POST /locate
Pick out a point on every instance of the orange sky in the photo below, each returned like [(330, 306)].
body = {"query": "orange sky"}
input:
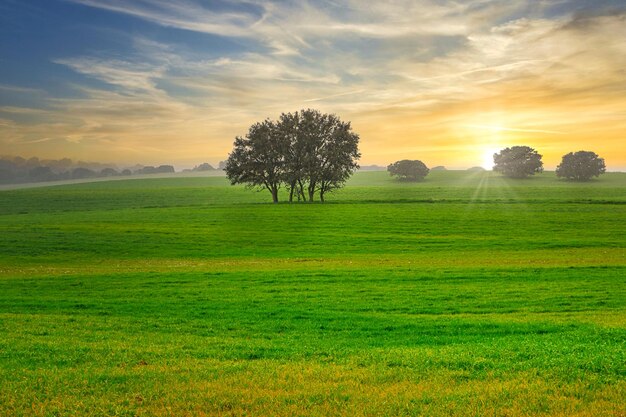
[(447, 84)]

::::::

-- Request --
Quote the rows above verbatim, leaving out the pictures.

-- Result of the exercise --
POST /locate
Pick out a point on every instance of the orange sky in the photo below, each returned like [(330, 306)].
body = {"query": "orange sky"}
input:
[(447, 84)]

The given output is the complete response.